Leave every image out, and print the remaining lines below exactly.

○ ○ ○

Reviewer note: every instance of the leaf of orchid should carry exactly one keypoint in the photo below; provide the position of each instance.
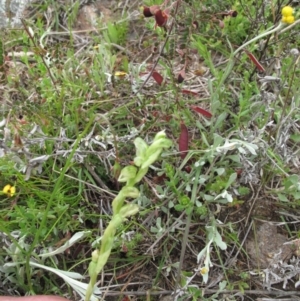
(130, 192)
(250, 146)
(218, 240)
(158, 145)
(151, 159)
(127, 173)
(231, 179)
(74, 239)
(141, 148)
(58, 272)
(140, 175)
(128, 210)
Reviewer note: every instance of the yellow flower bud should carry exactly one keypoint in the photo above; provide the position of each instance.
(287, 11)
(9, 190)
(290, 19)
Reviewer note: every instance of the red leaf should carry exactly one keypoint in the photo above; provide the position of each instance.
(255, 61)
(158, 78)
(189, 92)
(183, 140)
(202, 111)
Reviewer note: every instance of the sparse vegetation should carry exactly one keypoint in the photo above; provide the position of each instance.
(87, 119)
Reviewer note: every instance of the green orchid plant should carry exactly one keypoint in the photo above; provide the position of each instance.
(131, 175)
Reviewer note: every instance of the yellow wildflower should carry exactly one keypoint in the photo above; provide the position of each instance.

○ ○ ○

Output for this exercise:
Reviewer note: every instance of the leaf of orchid should carry exactly one keypoint in the photo below; provide the position of each instance.
(130, 192)
(250, 146)
(218, 240)
(158, 145)
(151, 159)
(127, 173)
(231, 179)
(74, 239)
(141, 148)
(58, 272)
(140, 175)
(128, 210)
Reviewer note: every instance of the yellow flower bud should carry exactly one keypoint in the photo above; provide the position of each instance.
(287, 11)
(9, 190)
(290, 19)
Reviewer note: every instance of the red leaf should carry exactly one keypoint in the photo above; provide the position of each instance.
(255, 61)
(158, 78)
(189, 92)
(183, 140)
(202, 111)
Reviewer note: every instance of the sparse vegetation should carry exactly one keypoint in the photo above; provide the position of each instance.
(87, 119)
Reviewer note: every instance of the green orchid plant should carry exactly one keypoint in the photo above; provide the position of each instance.
(131, 175)
Reviewer note: every instance of the yellow wildflower should carry exactly one keypoint in the photo above; provide the position of each instance.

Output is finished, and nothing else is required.